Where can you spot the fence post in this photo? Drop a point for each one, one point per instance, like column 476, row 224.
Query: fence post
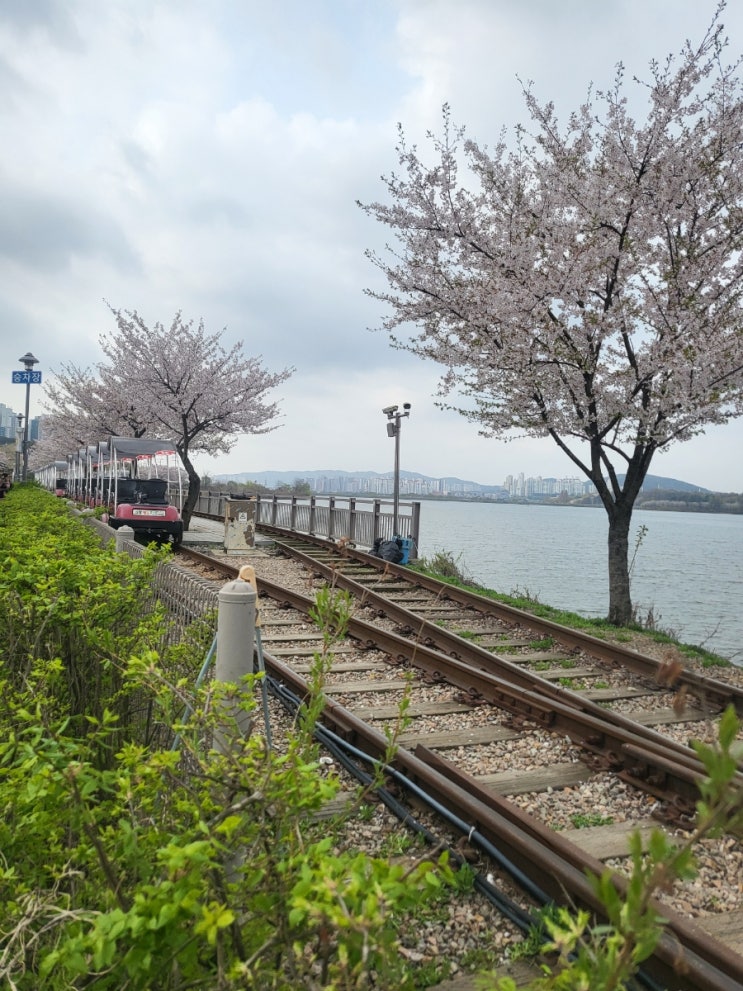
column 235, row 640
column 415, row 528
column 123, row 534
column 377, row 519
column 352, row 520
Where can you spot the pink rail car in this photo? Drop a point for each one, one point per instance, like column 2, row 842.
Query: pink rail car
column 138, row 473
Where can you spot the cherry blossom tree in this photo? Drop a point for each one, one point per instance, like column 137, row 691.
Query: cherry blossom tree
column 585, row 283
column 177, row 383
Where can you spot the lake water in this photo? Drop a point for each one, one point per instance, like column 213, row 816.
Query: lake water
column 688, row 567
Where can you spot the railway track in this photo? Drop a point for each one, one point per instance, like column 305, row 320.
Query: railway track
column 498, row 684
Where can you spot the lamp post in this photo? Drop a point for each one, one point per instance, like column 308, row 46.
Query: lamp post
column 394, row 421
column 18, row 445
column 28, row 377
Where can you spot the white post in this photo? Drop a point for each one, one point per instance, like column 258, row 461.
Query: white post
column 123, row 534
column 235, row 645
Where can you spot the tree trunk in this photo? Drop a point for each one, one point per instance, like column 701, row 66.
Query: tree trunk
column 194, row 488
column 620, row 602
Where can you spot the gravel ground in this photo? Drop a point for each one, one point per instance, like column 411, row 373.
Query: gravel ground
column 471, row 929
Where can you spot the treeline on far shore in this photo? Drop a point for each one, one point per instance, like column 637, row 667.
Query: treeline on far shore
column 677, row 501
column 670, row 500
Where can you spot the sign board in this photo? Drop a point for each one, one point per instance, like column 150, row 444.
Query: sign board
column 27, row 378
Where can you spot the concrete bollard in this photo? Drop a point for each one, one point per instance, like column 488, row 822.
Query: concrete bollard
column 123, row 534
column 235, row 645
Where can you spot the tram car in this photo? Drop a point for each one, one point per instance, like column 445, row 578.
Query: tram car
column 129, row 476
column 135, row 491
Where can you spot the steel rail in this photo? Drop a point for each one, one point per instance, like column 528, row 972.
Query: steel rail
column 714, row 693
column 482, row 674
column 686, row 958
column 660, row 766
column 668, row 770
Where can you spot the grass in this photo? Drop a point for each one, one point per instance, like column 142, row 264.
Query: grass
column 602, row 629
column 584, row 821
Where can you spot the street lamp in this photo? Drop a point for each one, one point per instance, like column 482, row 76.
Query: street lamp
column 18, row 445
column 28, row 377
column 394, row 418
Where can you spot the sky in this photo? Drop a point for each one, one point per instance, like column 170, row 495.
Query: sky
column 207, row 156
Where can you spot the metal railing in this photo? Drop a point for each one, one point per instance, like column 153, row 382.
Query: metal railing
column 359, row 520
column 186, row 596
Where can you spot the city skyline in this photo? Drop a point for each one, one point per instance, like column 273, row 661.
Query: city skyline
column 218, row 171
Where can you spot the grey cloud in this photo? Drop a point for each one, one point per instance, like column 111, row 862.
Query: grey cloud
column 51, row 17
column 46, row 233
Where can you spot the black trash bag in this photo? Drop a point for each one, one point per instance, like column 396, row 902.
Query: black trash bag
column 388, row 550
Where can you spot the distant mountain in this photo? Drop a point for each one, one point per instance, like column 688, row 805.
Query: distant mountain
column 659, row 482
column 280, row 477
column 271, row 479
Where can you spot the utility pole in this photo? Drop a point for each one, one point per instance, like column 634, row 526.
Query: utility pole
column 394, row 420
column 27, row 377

---

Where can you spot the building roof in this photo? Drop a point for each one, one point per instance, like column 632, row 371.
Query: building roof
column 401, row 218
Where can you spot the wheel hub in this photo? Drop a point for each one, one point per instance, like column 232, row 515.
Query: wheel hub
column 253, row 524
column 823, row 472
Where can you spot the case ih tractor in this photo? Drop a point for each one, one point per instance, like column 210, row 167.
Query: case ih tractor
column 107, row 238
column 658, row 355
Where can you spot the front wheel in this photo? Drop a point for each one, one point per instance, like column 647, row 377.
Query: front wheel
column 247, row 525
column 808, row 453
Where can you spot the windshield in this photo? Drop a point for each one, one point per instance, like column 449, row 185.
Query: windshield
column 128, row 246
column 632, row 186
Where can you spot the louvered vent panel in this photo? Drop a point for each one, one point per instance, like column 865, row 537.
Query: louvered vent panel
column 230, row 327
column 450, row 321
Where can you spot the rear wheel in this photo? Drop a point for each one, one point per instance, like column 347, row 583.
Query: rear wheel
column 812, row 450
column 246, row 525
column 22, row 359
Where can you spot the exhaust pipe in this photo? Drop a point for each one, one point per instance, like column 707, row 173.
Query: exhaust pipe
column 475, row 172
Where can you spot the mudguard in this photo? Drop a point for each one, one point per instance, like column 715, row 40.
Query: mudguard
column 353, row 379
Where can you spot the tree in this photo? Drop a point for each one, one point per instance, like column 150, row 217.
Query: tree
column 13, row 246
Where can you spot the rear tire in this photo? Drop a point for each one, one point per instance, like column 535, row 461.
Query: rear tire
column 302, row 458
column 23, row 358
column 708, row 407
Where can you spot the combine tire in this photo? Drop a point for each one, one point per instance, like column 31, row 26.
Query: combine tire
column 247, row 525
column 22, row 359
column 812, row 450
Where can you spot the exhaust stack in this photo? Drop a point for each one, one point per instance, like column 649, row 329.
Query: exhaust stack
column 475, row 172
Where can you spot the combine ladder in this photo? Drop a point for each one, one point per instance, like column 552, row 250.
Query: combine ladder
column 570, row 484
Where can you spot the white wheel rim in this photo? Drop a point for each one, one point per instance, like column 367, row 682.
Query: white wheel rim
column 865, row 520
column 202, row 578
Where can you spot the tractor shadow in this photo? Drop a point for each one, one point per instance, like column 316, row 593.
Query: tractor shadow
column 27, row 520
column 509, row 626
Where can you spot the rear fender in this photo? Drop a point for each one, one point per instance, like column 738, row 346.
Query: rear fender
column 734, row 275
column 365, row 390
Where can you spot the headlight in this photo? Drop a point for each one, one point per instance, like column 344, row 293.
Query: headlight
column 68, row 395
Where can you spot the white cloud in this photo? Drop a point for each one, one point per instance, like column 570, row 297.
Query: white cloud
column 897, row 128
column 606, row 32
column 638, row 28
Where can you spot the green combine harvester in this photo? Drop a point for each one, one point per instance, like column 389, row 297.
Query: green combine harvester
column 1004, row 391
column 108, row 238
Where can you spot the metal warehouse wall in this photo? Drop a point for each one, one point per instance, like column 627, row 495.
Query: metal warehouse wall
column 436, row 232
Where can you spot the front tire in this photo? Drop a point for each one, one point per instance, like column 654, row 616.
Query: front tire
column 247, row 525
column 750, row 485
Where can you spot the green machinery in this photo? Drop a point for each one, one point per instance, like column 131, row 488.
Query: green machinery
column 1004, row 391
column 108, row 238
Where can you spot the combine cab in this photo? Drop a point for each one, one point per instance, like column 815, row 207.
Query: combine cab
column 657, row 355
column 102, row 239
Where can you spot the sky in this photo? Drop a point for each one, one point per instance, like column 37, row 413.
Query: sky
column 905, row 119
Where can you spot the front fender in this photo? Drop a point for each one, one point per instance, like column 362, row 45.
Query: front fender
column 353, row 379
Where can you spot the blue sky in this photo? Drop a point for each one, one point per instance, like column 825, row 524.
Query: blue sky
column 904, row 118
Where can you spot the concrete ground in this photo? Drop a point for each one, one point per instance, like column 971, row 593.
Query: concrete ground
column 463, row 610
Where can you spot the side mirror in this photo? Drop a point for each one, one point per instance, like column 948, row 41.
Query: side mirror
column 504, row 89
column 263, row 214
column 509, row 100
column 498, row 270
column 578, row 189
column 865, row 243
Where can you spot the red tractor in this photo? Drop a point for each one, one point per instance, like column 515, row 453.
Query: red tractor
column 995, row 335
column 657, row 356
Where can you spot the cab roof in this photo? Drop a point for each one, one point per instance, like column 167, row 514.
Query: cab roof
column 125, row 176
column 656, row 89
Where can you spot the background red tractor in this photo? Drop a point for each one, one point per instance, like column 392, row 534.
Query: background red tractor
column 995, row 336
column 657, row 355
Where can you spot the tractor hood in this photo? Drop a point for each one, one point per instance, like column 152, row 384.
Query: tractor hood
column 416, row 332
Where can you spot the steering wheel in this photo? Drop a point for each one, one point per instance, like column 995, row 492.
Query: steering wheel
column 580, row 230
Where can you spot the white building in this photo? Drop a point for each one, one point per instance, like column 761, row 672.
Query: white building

...

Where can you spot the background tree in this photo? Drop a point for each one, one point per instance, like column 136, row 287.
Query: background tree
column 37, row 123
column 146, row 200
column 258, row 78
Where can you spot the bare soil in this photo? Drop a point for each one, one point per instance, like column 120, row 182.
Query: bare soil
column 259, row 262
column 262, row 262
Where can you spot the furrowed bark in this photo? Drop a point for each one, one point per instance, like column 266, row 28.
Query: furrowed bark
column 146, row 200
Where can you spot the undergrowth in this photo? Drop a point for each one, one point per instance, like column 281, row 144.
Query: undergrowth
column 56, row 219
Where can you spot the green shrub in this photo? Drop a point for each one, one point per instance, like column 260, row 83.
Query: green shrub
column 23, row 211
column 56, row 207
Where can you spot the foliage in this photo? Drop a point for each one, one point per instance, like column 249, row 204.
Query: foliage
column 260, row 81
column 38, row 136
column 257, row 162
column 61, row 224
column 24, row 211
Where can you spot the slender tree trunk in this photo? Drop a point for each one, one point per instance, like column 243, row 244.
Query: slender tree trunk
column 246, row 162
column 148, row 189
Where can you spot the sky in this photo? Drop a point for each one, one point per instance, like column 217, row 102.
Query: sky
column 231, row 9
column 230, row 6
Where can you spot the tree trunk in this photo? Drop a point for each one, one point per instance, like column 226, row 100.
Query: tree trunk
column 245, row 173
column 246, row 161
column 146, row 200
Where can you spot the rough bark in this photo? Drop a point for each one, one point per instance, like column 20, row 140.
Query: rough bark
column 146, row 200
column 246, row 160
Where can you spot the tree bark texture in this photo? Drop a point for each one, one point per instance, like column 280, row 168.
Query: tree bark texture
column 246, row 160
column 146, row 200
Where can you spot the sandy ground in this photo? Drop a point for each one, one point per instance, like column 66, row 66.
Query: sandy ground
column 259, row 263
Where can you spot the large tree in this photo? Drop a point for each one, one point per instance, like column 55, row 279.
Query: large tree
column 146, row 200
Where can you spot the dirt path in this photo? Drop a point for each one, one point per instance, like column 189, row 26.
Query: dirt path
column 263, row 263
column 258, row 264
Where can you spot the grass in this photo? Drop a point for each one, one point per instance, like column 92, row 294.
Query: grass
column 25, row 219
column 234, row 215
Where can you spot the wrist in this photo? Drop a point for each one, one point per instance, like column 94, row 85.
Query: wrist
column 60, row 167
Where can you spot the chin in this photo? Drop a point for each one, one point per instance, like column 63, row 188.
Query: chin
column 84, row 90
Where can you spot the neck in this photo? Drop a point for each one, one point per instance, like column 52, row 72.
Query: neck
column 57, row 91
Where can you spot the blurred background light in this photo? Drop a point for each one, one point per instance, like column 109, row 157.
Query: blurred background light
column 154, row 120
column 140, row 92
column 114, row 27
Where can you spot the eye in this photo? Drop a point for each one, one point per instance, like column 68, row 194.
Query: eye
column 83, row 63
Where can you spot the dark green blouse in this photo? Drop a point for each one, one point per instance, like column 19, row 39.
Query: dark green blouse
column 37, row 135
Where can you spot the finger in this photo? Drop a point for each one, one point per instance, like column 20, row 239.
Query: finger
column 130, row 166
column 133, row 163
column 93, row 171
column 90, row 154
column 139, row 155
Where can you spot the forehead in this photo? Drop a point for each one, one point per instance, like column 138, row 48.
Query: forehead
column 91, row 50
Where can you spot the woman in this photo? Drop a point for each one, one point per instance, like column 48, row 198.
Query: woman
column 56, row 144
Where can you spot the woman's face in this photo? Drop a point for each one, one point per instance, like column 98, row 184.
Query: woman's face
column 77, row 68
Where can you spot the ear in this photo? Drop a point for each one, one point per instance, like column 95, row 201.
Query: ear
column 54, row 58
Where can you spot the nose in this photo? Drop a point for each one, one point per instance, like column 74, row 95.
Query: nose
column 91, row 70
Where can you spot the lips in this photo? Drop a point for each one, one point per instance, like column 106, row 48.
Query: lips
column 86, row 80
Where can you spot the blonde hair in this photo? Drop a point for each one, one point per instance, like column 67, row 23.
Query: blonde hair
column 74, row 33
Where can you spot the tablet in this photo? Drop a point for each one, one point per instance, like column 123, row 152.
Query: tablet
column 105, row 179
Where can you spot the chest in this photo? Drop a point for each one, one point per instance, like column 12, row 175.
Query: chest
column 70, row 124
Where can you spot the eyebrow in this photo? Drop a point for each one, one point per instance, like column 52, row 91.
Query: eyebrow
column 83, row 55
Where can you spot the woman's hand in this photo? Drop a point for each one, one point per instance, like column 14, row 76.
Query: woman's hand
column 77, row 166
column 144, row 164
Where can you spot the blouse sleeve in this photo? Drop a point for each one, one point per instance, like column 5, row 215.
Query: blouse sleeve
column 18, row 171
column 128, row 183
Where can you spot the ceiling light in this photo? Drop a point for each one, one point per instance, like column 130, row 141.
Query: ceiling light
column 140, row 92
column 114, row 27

WRITTEN TASK: Write out word for word the records above, beginning with the line that contains "Where can you spot the fence" and continuing through the line that contains "column 498, row 684", with both of those lines included. Leave the pictures out of your copy.

TASK OUTPUT:
Where can you spot the fence post in this photo? Drop a point for each one, one point per instance, like column 476, row 224.
Query: fence post
column 235, row 640
column 415, row 528
column 123, row 534
column 377, row 519
column 352, row 520
Where can you spot the pink rail car in this photo? Drop a point for each one, one point per instance, like column 2, row 842.
Query: pink rail car
column 138, row 473
Where can you spot the cherry blossom tree in this photo? Drop a point for each one, one point per instance, like column 137, row 691.
Query: cherry blossom tree
column 585, row 283
column 177, row 383
Where can you spot the lake water in this photo? Drop a point for each one, one point per instance, like column 213, row 816.
Query: lake water
column 688, row 567
Where can you spot the railway track in this photo? Drop a point for each one, one point per instance, like column 305, row 320.
Query: railway track
column 498, row 684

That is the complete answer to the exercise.